• Task requirements: Show every line of the entries below that contains the word "tractor", copying each such line in full. Case counts when matching.

[Stored entries]
## Start
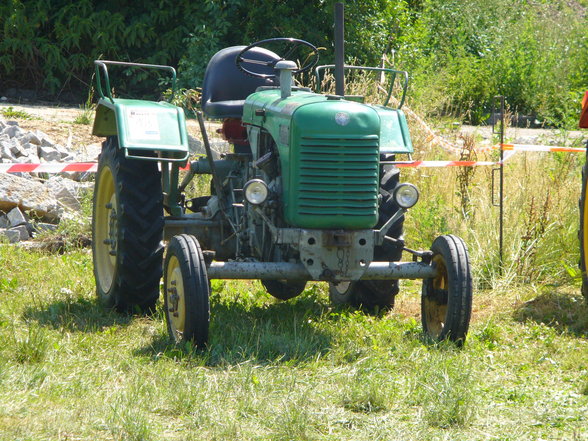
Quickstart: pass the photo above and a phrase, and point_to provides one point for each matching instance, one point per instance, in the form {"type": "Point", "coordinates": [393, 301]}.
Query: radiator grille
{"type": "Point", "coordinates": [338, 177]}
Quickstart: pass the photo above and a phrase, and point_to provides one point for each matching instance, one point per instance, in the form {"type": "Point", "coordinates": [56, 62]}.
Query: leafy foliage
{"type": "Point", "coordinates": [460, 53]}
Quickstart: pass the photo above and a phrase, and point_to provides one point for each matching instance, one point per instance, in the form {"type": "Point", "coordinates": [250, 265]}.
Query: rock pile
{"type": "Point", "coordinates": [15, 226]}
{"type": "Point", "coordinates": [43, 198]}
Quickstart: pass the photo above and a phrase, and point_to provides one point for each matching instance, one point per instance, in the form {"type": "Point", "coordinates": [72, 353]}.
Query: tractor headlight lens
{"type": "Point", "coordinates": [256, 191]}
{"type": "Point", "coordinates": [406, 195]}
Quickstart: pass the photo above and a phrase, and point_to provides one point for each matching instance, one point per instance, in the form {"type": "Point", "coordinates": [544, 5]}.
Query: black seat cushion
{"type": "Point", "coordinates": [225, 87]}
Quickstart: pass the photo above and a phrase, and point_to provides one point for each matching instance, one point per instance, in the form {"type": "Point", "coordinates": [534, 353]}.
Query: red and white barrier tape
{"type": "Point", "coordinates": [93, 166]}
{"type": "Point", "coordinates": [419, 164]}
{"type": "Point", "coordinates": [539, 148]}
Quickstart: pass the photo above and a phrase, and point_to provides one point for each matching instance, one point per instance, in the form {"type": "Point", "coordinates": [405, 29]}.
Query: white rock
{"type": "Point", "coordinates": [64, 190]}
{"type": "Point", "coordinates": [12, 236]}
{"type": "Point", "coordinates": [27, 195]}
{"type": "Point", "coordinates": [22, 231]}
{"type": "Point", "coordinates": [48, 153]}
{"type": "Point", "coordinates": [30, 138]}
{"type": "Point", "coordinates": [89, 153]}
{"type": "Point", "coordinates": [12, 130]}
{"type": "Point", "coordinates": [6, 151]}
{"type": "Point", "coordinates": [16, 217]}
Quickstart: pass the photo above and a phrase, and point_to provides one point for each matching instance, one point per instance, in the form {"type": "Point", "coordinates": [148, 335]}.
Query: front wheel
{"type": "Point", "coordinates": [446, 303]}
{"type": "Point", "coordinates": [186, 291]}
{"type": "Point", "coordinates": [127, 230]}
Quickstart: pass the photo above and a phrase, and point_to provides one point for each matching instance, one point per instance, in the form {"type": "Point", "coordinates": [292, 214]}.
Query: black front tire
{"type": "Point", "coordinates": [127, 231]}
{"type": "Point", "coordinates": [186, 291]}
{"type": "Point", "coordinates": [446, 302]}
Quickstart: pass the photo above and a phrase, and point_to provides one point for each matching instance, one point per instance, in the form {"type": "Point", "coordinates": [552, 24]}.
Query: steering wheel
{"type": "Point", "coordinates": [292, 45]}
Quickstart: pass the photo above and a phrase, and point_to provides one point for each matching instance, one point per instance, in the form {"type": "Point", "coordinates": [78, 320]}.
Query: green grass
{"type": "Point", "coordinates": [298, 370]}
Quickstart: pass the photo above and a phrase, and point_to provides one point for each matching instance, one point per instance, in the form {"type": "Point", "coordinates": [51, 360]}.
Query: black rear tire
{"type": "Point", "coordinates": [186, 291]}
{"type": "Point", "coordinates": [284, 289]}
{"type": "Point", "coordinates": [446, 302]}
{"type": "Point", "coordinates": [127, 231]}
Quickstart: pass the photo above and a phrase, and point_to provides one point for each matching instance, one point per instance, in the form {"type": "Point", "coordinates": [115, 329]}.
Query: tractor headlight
## End
## Start
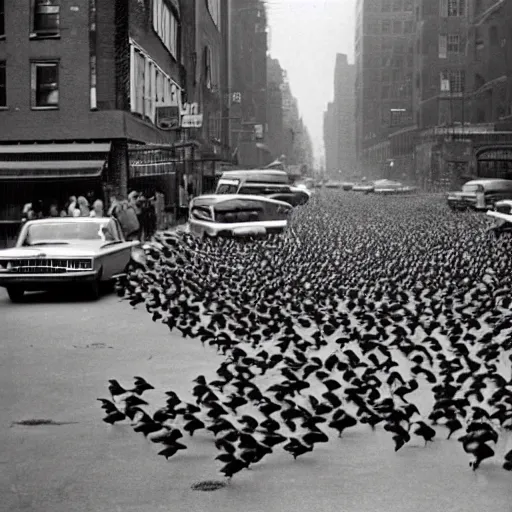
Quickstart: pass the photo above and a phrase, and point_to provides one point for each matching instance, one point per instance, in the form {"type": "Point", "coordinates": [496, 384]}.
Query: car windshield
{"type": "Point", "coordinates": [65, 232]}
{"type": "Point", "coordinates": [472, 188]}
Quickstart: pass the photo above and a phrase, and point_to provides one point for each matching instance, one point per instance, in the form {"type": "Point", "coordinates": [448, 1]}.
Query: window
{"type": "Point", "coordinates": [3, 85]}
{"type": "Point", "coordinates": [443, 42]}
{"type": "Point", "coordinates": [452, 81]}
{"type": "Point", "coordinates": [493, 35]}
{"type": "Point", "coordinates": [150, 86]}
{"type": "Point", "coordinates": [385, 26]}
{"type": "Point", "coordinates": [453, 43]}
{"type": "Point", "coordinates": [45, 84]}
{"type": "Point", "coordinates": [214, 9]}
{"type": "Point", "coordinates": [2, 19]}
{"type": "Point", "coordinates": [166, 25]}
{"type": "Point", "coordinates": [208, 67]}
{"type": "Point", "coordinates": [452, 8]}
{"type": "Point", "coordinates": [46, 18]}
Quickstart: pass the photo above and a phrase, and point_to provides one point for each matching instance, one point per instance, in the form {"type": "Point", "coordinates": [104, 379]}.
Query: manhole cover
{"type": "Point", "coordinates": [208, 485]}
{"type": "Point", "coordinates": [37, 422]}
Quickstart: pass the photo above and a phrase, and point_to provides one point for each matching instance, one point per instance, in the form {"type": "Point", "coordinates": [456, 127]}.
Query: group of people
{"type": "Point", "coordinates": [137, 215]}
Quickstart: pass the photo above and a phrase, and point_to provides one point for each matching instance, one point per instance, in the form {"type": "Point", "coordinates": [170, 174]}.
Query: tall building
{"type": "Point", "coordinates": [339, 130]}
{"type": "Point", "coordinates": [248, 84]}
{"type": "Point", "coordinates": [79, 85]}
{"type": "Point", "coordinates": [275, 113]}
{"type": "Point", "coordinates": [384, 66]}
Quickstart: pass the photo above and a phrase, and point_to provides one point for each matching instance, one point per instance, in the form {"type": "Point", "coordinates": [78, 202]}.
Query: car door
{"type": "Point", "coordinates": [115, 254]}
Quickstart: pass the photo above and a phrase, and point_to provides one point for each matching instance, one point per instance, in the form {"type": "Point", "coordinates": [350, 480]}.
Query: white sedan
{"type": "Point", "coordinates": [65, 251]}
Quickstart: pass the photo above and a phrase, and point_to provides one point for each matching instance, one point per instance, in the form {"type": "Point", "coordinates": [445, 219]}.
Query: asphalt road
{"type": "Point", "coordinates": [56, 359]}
## End
## Start
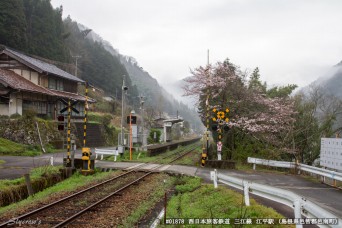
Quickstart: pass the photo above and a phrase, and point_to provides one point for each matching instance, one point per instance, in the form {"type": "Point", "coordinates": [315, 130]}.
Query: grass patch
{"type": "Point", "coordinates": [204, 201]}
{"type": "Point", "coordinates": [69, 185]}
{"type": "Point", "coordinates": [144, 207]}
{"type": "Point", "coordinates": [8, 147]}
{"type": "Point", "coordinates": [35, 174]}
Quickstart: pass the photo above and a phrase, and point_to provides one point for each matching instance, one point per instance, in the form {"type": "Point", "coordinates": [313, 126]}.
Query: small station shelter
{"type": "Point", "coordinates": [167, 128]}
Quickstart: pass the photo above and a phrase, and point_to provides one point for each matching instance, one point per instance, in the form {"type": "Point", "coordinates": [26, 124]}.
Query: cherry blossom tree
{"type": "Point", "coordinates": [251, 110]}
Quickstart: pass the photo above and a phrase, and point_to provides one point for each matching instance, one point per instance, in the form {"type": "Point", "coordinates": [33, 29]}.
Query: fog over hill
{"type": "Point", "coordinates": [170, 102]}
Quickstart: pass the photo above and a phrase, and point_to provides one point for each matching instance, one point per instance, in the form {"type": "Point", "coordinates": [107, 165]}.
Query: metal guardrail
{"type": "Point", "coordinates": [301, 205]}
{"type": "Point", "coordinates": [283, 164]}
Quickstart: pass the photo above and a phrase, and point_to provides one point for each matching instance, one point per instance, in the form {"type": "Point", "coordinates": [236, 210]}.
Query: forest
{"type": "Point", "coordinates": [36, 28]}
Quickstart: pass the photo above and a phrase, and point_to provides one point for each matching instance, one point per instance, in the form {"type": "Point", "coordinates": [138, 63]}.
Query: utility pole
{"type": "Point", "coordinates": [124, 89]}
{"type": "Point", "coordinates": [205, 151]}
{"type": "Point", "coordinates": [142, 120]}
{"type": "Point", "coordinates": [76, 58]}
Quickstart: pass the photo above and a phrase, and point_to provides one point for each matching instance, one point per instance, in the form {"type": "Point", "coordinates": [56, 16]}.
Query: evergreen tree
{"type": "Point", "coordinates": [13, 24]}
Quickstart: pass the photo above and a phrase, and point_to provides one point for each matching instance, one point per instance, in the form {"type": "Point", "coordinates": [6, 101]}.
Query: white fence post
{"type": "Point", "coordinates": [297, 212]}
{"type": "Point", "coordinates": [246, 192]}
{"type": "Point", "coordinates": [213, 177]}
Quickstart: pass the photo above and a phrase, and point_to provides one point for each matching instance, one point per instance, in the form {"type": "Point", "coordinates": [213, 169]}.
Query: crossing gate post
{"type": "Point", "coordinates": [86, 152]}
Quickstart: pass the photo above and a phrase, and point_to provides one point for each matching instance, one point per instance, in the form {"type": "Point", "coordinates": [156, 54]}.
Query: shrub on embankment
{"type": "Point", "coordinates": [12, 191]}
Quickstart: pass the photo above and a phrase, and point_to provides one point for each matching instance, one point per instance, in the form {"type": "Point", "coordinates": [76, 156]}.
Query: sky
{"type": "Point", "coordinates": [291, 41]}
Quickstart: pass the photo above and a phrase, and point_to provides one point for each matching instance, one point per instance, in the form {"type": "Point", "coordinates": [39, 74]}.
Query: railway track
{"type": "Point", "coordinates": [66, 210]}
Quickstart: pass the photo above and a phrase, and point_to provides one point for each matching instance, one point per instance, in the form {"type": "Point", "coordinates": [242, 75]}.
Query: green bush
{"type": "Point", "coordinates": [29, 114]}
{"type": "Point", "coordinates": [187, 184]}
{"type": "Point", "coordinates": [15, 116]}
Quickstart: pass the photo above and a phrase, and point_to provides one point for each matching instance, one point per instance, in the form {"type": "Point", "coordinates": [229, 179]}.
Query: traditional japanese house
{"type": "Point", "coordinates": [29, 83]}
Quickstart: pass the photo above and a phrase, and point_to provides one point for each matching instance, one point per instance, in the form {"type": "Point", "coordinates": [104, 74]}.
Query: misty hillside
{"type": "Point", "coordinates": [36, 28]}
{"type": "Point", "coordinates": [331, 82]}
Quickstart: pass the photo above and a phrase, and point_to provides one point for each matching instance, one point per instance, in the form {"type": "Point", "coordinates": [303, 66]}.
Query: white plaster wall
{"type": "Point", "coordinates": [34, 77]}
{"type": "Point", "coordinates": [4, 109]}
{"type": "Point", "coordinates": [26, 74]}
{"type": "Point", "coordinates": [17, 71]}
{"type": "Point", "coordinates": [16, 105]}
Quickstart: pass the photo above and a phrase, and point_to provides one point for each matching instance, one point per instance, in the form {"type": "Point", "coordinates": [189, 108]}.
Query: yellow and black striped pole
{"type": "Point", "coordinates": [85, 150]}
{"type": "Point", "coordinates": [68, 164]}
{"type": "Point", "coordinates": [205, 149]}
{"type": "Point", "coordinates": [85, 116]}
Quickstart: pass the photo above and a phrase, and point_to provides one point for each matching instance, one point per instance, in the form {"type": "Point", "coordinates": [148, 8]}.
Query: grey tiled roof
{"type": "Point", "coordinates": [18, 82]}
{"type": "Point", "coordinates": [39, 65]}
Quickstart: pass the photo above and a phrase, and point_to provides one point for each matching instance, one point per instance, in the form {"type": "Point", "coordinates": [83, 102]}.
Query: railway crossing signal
## End
• Output of the exercise:
Query: tractor headlight lens
Query: tractor headlight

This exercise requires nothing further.